#### EXTRACTED DATA ####

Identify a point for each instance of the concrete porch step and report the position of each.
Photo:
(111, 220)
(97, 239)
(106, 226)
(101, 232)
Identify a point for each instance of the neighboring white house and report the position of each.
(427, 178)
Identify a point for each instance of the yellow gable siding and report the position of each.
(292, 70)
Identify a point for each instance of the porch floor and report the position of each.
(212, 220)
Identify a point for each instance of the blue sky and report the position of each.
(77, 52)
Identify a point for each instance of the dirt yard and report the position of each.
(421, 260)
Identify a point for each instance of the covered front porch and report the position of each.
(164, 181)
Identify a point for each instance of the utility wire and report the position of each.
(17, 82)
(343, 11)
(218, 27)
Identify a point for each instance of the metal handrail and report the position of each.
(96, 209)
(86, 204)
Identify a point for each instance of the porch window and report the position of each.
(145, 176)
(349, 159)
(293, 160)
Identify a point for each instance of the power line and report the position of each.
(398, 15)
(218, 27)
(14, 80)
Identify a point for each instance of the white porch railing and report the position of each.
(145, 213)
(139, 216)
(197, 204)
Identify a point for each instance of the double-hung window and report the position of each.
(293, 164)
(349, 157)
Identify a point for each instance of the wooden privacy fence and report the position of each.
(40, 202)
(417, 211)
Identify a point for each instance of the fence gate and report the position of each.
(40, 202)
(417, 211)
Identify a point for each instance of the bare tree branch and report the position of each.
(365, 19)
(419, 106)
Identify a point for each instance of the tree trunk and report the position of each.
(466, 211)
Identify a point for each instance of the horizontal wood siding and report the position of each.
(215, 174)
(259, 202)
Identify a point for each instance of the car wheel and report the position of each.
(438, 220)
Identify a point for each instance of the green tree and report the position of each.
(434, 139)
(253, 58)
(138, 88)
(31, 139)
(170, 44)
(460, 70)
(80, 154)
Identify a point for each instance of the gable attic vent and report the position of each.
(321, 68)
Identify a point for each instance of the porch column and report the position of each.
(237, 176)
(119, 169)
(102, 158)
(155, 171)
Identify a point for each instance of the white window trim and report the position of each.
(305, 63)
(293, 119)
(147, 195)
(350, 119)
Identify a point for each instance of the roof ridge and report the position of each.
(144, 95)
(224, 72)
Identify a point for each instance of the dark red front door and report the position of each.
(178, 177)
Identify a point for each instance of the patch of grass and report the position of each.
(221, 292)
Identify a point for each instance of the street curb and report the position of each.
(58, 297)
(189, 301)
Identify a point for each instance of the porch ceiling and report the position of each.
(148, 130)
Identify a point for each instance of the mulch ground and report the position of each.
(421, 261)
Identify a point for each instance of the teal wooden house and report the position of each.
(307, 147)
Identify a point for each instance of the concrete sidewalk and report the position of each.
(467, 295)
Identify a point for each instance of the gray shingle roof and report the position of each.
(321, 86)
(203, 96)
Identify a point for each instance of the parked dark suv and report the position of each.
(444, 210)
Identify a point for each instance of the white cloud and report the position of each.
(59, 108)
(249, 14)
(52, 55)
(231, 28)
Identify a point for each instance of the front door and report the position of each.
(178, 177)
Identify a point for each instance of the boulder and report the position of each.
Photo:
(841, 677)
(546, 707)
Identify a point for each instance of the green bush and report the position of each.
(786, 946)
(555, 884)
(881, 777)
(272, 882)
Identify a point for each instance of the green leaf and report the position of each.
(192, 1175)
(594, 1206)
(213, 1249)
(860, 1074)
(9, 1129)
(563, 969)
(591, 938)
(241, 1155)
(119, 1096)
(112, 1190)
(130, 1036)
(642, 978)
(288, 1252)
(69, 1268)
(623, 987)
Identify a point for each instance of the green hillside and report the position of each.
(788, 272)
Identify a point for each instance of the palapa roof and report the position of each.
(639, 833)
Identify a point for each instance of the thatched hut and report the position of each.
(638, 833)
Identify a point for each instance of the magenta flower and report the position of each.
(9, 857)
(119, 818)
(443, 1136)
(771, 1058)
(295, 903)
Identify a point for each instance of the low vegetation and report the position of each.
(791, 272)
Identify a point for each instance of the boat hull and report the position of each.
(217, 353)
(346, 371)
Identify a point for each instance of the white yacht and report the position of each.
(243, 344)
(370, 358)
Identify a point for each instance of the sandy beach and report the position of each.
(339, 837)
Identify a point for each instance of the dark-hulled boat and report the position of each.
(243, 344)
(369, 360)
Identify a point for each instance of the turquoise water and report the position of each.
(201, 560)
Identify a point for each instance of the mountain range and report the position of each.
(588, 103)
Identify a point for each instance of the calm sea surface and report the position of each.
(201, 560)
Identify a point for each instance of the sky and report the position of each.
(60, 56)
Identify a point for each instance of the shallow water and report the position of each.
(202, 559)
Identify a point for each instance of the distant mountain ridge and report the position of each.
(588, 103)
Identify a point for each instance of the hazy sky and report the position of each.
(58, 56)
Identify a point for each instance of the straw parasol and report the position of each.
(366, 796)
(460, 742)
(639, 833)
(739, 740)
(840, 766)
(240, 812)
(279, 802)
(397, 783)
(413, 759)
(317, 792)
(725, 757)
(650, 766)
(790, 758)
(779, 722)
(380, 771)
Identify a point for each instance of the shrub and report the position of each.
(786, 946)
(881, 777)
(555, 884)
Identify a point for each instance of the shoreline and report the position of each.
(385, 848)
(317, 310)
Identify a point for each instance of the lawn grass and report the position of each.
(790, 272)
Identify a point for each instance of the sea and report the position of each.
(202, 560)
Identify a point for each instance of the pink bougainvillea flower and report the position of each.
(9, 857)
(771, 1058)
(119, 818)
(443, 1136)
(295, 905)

####

▶ _YOUR GOAL_: Go through the records and set each one down again, unchanged.

▶ _RESULT BELOW_:
Identify a point for each instance of the concrete porch step and report the position of each.
Photo:
(111, 220)
(97, 239)
(106, 226)
(101, 232)
Identify a point for each instance of the neighboring white house and report the position of each.
(427, 178)
Identify a point for each instance of the yellow gable siding and report the position of each.
(292, 70)
Identify a point for each instance of the porch floor and report the position of each.
(212, 220)
Identify a point for each instance of the blue sky and report the position of each.
(77, 52)
Identify a point for each instance of the dirt yard and report the position of each.
(421, 260)
Identify a point for each instance of the covered front porch and report the position of each.
(164, 181)
Identify a point for each instance of the utility wire and report the position of each.
(17, 82)
(343, 11)
(218, 27)
Identify a point for each instance of the metal handrail and report the position of each.
(96, 209)
(86, 204)
Identify a point for each instance of the porch window and report the position of each.
(145, 176)
(349, 159)
(293, 160)
Identify a point for each instance of the power line and report the position of each.
(398, 15)
(218, 27)
(14, 80)
Identify a point for each instance of the white porch railing and report the position of each.
(145, 213)
(139, 216)
(197, 204)
Identify a point for each instance of the double-hung window and report the position of each.
(293, 164)
(349, 157)
Identify a point for each instance of the wooden privacy fence and report the position of each.
(40, 202)
(417, 211)
Identify a point for each instance of the fence gate and report the position of each.
(40, 202)
(417, 211)
Identify a point for each instance of the bare tree branch and report the position of each.
(365, 19)
(419, 106)
Identify a point for each instance of the tree trunk and report the position of each.
(466, 211)
Identify a point for each instance of the horizontal wood siding and report the position of each.
(215, 174)
(259, 202)
Identify a point for each instance of the car wheel and report the position of each.
(438, 220)
Identify a point for each instance of the green tree and report the position of each.
(434, 139)
(253, 58)
(138, 88)
(31, 139)
(170, 44)
(460, 70)
(80, 154)
Identify a point for each instance of the gable attic vent and report the position of each.
(321, 68)
Identify a point for each instance of the porch column and report the position of each.
(237, 176)
(119, 169)
(102, 158)
(155, 171)
Identify a point for each instance of the white window trim and report the position of each.
(305, 63)
(293, 119)
(147, 195)
(350, 119)
Identify a point for each instance of the roof ridge and report the position of each.
(144, 95)
(224, 72)
Identify a point for each instance of the dark red front door and report the position of each.
(178, 177)
Identify a point for each instance of the patch of grass and report the position of each.
(221, 292)
Identify a point for each instance of the street curb and report the position of each.
(58, 297)
(189, 301)
Identify a point for each instance of the porch ceiling and report the position of each.
(148, 130)
Identify a point for each instance of the mulch ground and report the position of each.
(421, 261)
Identify a point for each instance of the teal wooden house and report the position of each.
(307, 147)
Identify a point for each instance of the concrete sidewalk and report the position of each.
(467, 295)
Identify a point for each instance of the gray shingle roof and report the position of each.
(321, 86)
(203, 96)
Identify a point for each instance of the parked dark suv and report the position of each.
(444, 210)
Identify a point for each instance of the white cloud and report the position of each.
(59, 108)
(249, 14)
(52, 55)
(231, 28)
Identify a point for each instance of the front door and report the position of each.
(178, 177)
Identify a point for each instance of the boulder and report the position of each.
Photo:
(841, 677)
(546, 707)
Identify a point for each instance of the green bush and report the position of each.
(786, 946)
(555, 884)
(881, 777)
(272, 882)
Identify a point for each instance of the green leaf and report the position of each.
(192, 1175)
(594, 1206)
(213, 1249)
(860, 1074)
(9, 1129)
(563, 969)
(591, 938)
(241, 1155)
(119, 1096)
(112, 1190)
(130, 1036)
(642, 978)
(288, 1252)
(69, 1268)
(623, 987)
Identify a point for each instance of the green hillside and report the position of each.
(788, 272)
Identify a point for each instance of the palapa roof and report the position of each.
(639, 833)
Identify a point for each instance of the thatched hut and report the position of each.
(638, 833)
Identify a point for each instance of the magenta flower and report the position of each.
(9, 857)
(119, 818)
(443, 1136)
(771, 1058)
(295, 903)
Identify a point for each instance of the low vegetation and report the position of each.
(791, 272)
Identify a point for each instance of the boat hull and report the position of each.
(217, 353)
(346, 371)
Identify a point for each instance of the white yacht and report the position of each.
(243, 344)
(370, 358)
Identify a point for each instance of the sandy beach and report the position of each.
(339, 837)
Identify a point for each instance of the dark-hulled boat and report the position of each.
(243, 344)
(369, 360)
Identify a point for each instance of the turquoise water and report the position of each.
(201, 560)
Identify a point for each instance of the mountain range and report the position of each.
(588, 103)
Identify a point for each instance of the calm sea surface and report the position of each.
(201, 560)
Identify a point for each instance of the sky and report the position of each.
(60, 56)
Identify a point for each instance of the shallow water and report the position of each.
(202, 559)
Identify a point for each instance of the distant mountain ridge and report the position of each.
(588, 103)
Identify a point for each instance of the hazy sky and report the position of each.
(58, 56)
Identify a point for each instance of the straw parasol and report the position of each.
(366, 796)
(460, 742)
(639, 833)
(739, 740)
(840, 766)
(240, 812)
(279, 802)
(397, 783)
(413, 759)
(317, 792)
(725, 757)
(650, 766)
(790, 758)
(779, 722)
(380, 771)
Identify a point for each instance of the shrub and report the position of each.
(786, 946)
(881, 777)
(555, 884)
Identify a point for each instance of the shoreline and report the position of each.
(385, 848)
(317, 310)
Identify a point for each instance of the lawn grass and report the position of each.
(790, 272)
Identify a point for each instance of the sea and report the position of each.
(202, 560)
Identify a point for each instance of the pink bougainvillea flower and report the position of each.
(9, 857)
(771, 1058)
(119, 818)
(443, 1136)
(295, 905)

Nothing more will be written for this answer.